---------- Отрывок ----------
Мы взяли по ложке, весившей не менее полуфунта каждая, и вытащили яйца, сработанные из крутого теста. Я едва не бросил своего яйца, заметив в нем нечто вроде цыпленка. Но затем я услыхал, как какой-то старый сотрапезник крикнул: — Э, да тут что-то вкусное! И я вытащил из скорлупы жирного винноягодника, приготовленного под соусом из перца и яичного желтка.
XXXIV. Тримальхион, кончив игру, потребовал себе всего, что перед тем ели мы, и громким голосом дал разрешение всем, кто хочет, требовать еще медового вина. В это время по данному знаку грянула музыка, и поющий хор убрал подносы с закусками. В суматохе упало большое (серебряное) блюдо; один из отроков его поднял, но заметивший это Тримальхион велел надавать рабу затрещин, а блюдо бросил обратно на пол. Явившийся раб стал выметать серебро вместе с прочим мусором за дверь. Затем пришли два молодых эфиопа, оба с маленькими бурдюками, вроде тех, из которых рассыпают песок в амфитеатрах, и омыли нам руки вином. Воды никому не подали.
---------- Данные для анализа ----------
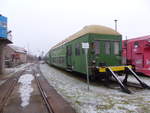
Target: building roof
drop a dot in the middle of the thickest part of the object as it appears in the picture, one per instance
(95, 29)
(17, 49)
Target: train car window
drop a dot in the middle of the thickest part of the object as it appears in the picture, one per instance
(116, 48)
(96, 47)
(69, 50)
(77, 49)
(107, 47)
(136, 44)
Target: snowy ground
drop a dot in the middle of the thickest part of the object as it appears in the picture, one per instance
(11, 71)
(99, 99)
(25, 88)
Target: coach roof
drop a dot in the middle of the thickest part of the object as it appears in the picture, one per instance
(93, 29)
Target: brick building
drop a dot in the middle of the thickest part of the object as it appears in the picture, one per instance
(15, 55)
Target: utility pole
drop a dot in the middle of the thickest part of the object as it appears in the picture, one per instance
(115, 25)
(2, 57)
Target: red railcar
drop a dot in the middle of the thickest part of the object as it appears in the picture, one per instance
(136, 52)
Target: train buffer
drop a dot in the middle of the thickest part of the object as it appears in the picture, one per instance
(115, 71)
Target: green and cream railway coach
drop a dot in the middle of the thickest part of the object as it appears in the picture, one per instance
(105, 50)
(104, 55)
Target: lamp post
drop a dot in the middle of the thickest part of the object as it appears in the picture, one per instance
(115, 25)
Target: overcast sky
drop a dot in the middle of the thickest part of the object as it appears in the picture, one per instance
(38, 25)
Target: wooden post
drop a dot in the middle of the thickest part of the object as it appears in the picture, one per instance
(2, 57)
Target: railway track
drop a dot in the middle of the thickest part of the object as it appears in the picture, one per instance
(53, 101)
(43, 97)
(8, 88)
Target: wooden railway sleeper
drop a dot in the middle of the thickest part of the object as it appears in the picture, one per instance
(129, 70)
(44, 95)
(123, 87)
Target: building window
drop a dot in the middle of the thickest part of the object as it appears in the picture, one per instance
(107, 47)
(96, 47)
(116, 48)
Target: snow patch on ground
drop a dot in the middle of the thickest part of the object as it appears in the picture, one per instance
(99, 99)
(11, 71)
(38, 75)
(25, 88)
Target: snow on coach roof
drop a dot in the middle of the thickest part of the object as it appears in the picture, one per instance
(96, 29)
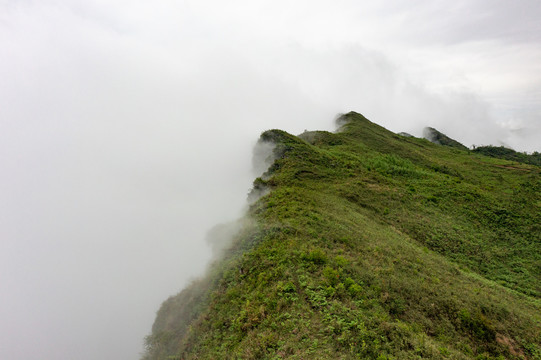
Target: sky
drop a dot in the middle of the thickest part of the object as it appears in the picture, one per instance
(127, 129)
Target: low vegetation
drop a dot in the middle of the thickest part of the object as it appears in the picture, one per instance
(371, 245)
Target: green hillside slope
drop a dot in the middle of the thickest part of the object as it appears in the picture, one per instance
(371, 245)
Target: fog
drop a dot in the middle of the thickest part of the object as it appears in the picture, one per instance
(127, 128)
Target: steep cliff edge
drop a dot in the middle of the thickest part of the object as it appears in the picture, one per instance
(371, 245)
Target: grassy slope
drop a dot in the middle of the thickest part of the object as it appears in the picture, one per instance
(372, 245)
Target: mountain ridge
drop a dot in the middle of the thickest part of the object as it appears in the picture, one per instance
(368, 244)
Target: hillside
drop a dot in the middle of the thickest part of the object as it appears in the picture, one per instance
(371, 245)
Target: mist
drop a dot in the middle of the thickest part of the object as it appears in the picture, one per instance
(127, 129)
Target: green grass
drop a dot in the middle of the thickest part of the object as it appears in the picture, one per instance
(371, 245)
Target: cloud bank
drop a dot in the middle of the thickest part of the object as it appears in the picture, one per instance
(126, 132)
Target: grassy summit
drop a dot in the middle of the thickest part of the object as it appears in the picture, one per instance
(371, 245)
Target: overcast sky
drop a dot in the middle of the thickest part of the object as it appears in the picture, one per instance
(126, 131)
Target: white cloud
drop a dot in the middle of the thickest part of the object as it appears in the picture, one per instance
(126, 131)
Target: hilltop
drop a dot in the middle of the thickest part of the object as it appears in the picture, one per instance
(371, 245)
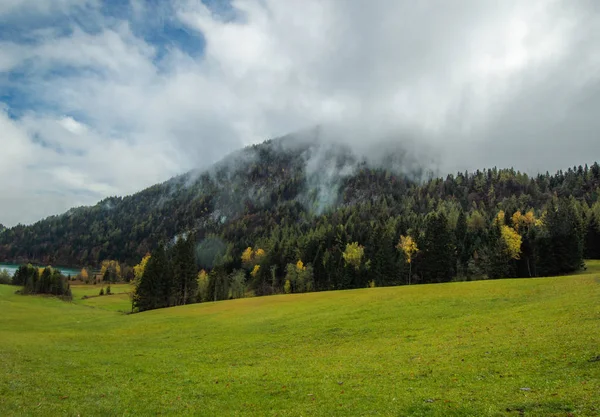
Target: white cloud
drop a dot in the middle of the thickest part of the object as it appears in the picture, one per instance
(484, 83)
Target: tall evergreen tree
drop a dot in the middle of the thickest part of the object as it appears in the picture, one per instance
(437, 260)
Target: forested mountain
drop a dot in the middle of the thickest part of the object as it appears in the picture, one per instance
(301, 200)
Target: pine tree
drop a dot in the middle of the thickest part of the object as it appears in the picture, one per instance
(151, 291)
(438, 260)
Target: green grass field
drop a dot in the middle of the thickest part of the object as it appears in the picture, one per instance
(486, 348)
(118, 301)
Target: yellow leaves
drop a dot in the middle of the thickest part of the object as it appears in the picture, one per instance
(139, 269)
(251, 257)
(529, 218)
(521, 221)
(408, 245)
(540, 222)
(247, 255)
(353, 255)
(203, 282)
(512, 241)
(500, 219)
(476, 222)
(255, 271)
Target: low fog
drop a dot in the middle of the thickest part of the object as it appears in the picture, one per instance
(98, 102)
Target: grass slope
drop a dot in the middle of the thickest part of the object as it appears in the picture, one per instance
(118, 301)
(487, 348)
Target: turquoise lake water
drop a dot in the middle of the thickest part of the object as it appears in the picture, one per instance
(11, 268)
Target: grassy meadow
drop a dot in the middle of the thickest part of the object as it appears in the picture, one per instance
(486, 348)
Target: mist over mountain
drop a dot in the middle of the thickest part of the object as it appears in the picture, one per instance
(295, 181)
(300, 174)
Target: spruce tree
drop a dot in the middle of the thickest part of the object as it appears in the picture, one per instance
(437, 252)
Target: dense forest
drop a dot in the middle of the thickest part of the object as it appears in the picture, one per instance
(46, 280)
(298, 215)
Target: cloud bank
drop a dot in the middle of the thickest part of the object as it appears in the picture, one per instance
(104, 98)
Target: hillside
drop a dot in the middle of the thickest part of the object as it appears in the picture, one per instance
(486, 348)
(299, 198)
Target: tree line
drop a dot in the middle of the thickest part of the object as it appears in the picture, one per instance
(46, 280)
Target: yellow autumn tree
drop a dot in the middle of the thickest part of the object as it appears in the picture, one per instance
(409, 247)
(252, 257)
(255, 271)
(247, 256)
(259, 254)
(523, 221)
(203, 286)
(139, 269)
(500, 220)
(353, 255)
(512, 241)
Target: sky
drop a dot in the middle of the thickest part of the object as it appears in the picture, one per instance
(102, 98)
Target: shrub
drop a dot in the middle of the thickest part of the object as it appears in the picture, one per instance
(5, 277)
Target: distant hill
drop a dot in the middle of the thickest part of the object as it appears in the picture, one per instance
(300, 198)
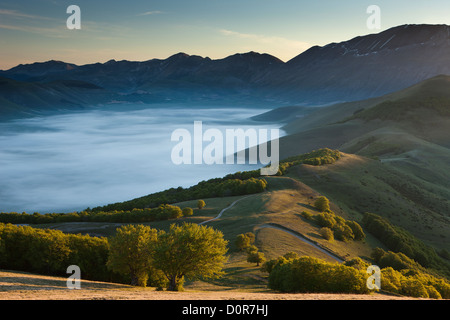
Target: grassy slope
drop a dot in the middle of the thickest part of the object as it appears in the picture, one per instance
(409, 184)
(282, 204)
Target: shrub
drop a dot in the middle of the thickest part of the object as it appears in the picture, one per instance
(187, 212)
(356, 229)
(307, 274)
(322, 204)
(243, 241)
(325, 219)
(307, 215)
(414, 288)
(201, 204)
(343, 232)
(327, 233)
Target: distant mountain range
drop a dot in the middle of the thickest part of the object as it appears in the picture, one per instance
(361, 68)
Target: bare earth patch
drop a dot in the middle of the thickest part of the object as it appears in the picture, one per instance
(24, 286)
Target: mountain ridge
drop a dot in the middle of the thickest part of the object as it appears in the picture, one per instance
(360, 68)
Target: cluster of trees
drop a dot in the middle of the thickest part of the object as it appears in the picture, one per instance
(315, 158)
(165, 259)
(397, 239)
(49, 251)
(291, 273)
(239, 183)
(334, 226)
(402, 275)
(136, 254)
(162, 212)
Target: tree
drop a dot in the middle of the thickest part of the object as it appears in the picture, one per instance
(190, 251)
(201, 204)
(326, 219)
(130, 252)
(327, 233)
(187, 212)
(254, 256)
(356, 229)
(322, 204)
(243, 241)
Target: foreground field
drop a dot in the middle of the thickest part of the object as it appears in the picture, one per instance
(25, 286)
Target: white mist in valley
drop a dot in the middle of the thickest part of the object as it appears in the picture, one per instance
(69, 162)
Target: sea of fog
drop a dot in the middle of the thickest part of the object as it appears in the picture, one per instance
(68, 162)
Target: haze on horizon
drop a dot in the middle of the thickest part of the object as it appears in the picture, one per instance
(32, 31)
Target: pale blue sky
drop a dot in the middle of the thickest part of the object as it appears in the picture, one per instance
(35, 30)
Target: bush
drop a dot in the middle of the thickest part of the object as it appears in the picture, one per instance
(243, 241)
(327, 233)
(343, 232)
(307, 274)
(187, 212)
(357, 230)
(200, 204)
(307, 215)
(326, 219)
(322, 204)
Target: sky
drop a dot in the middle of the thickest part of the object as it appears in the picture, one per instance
(140, 30)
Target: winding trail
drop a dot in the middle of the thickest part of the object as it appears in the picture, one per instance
(223, 210)
(281, 228)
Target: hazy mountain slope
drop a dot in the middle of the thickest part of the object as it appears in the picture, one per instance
(360, 68)
(20, 98)
(367, 66)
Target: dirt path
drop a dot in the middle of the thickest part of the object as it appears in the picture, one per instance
(223, 210)
(298, 236)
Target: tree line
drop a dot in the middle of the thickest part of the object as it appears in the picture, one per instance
(136, 254)
(291, 273)
(239, 183)
(399, 240)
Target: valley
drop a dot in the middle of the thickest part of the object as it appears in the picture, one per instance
(381, 160)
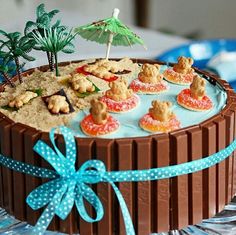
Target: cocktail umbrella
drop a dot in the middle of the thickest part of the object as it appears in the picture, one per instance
(110, 31)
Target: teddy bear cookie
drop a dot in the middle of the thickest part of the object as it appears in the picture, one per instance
(182, 73)
(98, 122)
(119, 98)
(195, 98)
(22, 99)
(159, 118)
(149, 81)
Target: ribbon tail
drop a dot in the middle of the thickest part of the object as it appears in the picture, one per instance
(125, 212)
(48, 214)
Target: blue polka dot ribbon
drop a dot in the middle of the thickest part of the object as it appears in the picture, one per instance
(68, 186)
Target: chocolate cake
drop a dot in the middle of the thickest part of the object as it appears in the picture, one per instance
(155, 206)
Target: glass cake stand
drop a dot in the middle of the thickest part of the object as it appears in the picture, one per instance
(224, 223)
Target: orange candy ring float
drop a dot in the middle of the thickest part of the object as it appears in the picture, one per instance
(185, 99)
(148, 88)
(120, 106)
(151, 125)
(178, 78)
(92, 129)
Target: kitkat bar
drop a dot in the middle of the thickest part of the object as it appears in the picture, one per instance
(125, 155)
(179, 185)
(67, 225)
(161, 188)
(209, 174)
(195, 179)
(220, 167)
(17, 141)
(233, 108)
(229, 117)
(105, 153)
(6, 150)
(143, 159)
(54, 225)
(31, 136)
(85, 152)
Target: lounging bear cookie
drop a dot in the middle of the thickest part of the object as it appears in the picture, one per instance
(182, 73)
(119, 98)
(149, 81)
(159, 118)
(98, 122)
(195, 97)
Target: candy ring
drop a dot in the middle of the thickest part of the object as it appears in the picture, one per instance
(151, 125)
(177, 78)
(148, 88)
(120, 106)
(184, 99)
(91, 129)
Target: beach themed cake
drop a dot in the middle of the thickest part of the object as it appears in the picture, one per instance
(125, 115)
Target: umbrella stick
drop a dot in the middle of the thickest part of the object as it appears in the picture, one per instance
(115, 14)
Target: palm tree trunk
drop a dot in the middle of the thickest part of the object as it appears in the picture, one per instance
(8, 79)
(56, 65)
(18, 69)
(52, 62)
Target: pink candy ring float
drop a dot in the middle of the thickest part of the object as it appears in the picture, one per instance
(182, 73)
(119, 98)
(159, 119)
(149, 81)
(92, 129)
(120, 106)
(195, 98)
(147, 88)
(185, 99)
(98, 122)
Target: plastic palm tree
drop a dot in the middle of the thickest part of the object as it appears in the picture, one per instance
(43, 22)
(17, 47)
(54, 41)
(6, 69)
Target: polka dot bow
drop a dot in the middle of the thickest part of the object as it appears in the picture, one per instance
(69, 186)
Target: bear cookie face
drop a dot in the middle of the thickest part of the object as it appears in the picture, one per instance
(150, 73)
(161, 110)
(98, 111)
(184, 65)
(119, 90)
(197, 88)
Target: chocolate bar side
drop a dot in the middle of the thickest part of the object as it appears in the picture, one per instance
(19, 196)
(161, 188)
(5, 141)
(31, 136)
(195, 179)
(209, 174)
(85, 149)
(67, 225)
(220, 168)
(124, 149)
(233, 108)
(179, 185)
(104, 152)
(1, 178)
(229, 116)
(144, 161)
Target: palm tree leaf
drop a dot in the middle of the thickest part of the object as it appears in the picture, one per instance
(27, 57)
(40, 10)
(28, 27)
----------
Чем, согласно отрывку, два молодых эфиопа омыли руки пирующим?

Вином.